● **Problem details**:
Scan the lines below for the string "with" and copy every one that has it.
Start of Block
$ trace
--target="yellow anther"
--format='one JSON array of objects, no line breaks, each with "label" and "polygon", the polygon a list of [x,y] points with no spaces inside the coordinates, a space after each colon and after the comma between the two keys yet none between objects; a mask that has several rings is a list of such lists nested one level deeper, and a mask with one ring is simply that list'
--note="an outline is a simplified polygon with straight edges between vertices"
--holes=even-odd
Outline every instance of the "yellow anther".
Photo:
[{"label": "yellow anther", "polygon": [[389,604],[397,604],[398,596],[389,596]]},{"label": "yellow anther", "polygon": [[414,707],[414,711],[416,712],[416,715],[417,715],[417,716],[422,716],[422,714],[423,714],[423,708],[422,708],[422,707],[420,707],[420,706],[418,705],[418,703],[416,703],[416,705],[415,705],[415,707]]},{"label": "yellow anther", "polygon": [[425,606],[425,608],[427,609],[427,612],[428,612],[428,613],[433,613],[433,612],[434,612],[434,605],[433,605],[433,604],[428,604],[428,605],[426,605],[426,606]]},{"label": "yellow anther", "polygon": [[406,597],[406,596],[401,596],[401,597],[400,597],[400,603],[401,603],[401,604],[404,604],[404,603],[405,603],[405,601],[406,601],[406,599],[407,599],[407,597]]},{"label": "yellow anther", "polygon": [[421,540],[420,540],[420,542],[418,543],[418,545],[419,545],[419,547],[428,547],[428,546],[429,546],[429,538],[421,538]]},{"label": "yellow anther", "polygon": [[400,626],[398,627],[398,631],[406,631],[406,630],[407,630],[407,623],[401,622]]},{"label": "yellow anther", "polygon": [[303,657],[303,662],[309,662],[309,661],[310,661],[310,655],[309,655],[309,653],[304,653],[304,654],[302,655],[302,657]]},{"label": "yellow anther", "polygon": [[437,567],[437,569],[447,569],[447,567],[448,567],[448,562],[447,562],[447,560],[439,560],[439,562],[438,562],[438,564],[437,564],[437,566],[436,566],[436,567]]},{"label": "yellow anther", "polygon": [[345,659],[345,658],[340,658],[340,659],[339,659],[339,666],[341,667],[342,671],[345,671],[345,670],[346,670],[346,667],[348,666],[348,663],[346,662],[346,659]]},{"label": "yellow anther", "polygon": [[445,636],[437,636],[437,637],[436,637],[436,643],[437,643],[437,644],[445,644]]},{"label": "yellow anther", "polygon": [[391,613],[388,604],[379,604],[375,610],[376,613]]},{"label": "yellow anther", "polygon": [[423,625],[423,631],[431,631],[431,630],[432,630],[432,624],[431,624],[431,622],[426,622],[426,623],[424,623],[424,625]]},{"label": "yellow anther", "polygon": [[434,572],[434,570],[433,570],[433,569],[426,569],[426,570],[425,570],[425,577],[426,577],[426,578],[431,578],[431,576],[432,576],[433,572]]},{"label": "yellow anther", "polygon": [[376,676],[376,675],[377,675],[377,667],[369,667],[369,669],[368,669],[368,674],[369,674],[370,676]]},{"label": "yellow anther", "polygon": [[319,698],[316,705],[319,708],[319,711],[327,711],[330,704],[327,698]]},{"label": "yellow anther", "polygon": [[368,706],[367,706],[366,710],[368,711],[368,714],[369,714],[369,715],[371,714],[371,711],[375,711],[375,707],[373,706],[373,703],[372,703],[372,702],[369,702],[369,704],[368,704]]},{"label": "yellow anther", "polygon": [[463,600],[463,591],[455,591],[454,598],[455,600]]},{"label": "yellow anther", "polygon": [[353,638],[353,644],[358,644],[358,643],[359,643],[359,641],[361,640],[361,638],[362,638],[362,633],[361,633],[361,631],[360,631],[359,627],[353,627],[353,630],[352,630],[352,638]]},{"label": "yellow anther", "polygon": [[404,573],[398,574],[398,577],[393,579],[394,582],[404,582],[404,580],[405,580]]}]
End of Block
● **Your solution**:
--format='one JSON array of objects, no line breaks, each with "label" and "polygon", the polygon a list of [x,y] points with no spaces inside the coordinates, a space after each colon and after the comma between the two keys yet none between objects; a mask that has several rings is a list of such lists nested one level deeper, and a mask with one ring is simply that list'
--note="an outline is a simplified polygon with straight edges between vertices"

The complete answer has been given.